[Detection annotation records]
>> BEGIN

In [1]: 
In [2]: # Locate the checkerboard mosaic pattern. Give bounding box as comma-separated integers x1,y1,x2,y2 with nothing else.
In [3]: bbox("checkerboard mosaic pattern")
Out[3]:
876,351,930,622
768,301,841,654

>> END
>> BEGIN

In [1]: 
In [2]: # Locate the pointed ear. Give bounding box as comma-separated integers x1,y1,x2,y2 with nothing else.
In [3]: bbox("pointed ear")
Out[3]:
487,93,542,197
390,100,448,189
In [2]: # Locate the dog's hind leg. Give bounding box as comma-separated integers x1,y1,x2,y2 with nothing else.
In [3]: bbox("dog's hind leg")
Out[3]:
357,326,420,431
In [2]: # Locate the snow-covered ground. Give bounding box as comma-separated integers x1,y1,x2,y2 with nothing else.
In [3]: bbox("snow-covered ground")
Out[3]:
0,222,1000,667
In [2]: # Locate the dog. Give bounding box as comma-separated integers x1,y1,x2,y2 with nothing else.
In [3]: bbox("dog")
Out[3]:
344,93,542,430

>> END

Render the stretch of rows above, from the line containing "In [2]: # Locate the snow-covered" through the line containing "344,93,542,430", as a JSON list of strings with one string per line and blank lines omitted.

**Task solution:**
[
  "In [2]: # Locate the snow-covered ground. Give bounding box as comma-separated integers x1,y1,x2,y2 with nothing else.",
  "In [3]: bbox(\"snow-covered ground\")",
  "Out[3]:",
  "0,222,1000,667",
  "In [2]: # Locate the dog. Give bounding box as comma-separated integers x1,y1,x2,y2 with nothing else.",
  "In [3]: bbox(\"dog\")",
  "Out[3]:",
  "344,93,542,430"
]